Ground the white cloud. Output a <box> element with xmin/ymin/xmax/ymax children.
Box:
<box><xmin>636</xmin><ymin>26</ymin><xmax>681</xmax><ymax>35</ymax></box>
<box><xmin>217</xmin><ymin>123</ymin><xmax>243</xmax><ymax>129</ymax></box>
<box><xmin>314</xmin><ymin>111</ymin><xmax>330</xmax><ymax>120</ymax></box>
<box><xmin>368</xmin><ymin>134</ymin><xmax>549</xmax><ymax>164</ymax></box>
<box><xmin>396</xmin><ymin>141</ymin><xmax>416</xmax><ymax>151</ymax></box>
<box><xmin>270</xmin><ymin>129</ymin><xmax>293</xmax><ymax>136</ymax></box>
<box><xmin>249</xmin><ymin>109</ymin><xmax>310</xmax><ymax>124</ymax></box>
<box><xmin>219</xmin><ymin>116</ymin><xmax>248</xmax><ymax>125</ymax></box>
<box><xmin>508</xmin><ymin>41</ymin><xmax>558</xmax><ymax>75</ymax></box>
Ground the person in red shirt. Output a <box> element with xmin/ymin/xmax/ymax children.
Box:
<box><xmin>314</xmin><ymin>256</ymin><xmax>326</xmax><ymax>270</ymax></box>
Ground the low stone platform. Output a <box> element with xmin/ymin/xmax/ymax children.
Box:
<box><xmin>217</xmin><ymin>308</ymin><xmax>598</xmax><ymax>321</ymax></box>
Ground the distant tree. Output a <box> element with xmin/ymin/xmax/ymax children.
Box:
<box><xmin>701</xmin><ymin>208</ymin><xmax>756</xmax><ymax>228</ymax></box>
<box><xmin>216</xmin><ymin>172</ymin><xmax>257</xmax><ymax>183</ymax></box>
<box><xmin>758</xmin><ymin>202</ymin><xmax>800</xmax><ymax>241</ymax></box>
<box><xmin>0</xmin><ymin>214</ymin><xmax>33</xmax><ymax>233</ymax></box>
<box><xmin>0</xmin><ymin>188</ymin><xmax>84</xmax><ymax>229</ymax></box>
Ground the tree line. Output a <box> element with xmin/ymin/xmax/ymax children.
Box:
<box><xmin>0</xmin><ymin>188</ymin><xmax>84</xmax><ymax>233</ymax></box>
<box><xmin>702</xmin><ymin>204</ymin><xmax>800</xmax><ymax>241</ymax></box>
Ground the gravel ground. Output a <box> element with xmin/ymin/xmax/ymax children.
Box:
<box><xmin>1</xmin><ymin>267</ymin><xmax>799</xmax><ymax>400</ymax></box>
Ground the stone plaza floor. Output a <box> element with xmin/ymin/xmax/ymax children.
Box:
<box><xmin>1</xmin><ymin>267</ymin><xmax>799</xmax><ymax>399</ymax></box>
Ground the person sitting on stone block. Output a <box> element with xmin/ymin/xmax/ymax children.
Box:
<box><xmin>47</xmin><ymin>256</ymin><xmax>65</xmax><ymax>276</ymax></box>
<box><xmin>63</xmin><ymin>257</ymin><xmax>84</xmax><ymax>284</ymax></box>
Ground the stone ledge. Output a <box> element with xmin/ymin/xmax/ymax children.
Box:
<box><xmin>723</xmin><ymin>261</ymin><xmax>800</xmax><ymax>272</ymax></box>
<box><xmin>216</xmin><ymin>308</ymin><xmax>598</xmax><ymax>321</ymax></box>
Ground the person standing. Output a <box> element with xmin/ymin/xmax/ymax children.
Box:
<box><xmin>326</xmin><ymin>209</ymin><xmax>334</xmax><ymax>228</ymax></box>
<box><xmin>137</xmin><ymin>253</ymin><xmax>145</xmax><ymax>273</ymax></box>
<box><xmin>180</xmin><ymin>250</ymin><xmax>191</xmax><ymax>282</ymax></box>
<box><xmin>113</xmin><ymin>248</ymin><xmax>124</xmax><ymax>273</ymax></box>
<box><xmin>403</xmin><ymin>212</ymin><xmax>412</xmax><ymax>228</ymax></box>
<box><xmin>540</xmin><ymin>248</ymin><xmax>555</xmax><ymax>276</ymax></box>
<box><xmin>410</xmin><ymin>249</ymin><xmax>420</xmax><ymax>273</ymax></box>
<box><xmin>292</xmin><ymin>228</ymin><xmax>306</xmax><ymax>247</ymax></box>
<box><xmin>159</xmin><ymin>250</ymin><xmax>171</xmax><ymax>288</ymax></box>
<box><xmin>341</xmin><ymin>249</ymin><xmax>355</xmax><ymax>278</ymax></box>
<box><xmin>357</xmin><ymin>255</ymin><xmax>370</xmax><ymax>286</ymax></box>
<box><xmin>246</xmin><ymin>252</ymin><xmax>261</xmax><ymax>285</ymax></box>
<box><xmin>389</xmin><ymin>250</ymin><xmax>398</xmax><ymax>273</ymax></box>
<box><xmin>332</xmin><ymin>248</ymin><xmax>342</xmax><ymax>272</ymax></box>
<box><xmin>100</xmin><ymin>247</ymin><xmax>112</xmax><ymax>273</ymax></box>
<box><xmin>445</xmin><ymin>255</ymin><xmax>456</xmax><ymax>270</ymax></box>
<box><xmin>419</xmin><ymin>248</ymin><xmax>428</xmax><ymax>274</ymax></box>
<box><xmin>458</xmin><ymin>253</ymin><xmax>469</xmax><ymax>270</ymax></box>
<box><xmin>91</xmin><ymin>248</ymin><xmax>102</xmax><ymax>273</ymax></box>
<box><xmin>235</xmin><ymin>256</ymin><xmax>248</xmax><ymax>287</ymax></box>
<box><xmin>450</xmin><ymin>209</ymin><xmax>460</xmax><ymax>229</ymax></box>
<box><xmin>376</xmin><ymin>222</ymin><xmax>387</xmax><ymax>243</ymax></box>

.....

Retype only this range exactly: the first line of the data through the line where "Ground the distant" appears.

Ground the white cloud. Output a <box> element with xmin/ymin/xmax/ymax children.
Box:
<box><xmin>636</xmin><ymin>26</ymin><xmax>681</xmax><ymax>35</ymax></box>
<box><xmin>217</xmin><ymin>123</ymin><xmax>243</xmax><ymax>129</ymax></box>
<box><xmin>314</xmin><ymin>111</ymin><xmax>330</xmax><ymax>120</ymax></box>
<box><xmin>368</xmin><ymin>134</ymin><xmax>549</xmax><ymax>164</ymax></box>
<box><xmin>396</xmin><ymin>141</ymin><xmax>416</xmax><ymax>151</ymax></box>
<box><xmin>270</xmin><ymin>129</ymin><xmax>293</xmax><ymax>136</ymax></box>
<box><xmin>249</xmin><ymin>109</ymin><xmax>310</xmax><ymax>124</ymax></box>
<box><xmin>219</xmin><ymin>116</ymin><xmax>248</xmax><ymax>125</ymax></box>
<box><xmin>508</xmin><ymin>41</ymin><xmax>558</xmax><ymax>75</ymax></box>
Ground the person in red shirt. Output a <box> element with xmin/ymin/xmax/ymax children.
Box:
<box><xmin>314</xmin><ymin>256</ymin><xmax>326</xmax><ymax>270</ymax></box>
Ground the low stone platform. Output a <box> element with xmin/ymin/xmax/ymax children.
Box:
<box><xmin>217</xmin><ymin>308</ymin><xmax>598</xmax><ymax>321</ymax></box>
Ground the distant tree. Output a <box> element with xmin/ymin/xmax/ymax children.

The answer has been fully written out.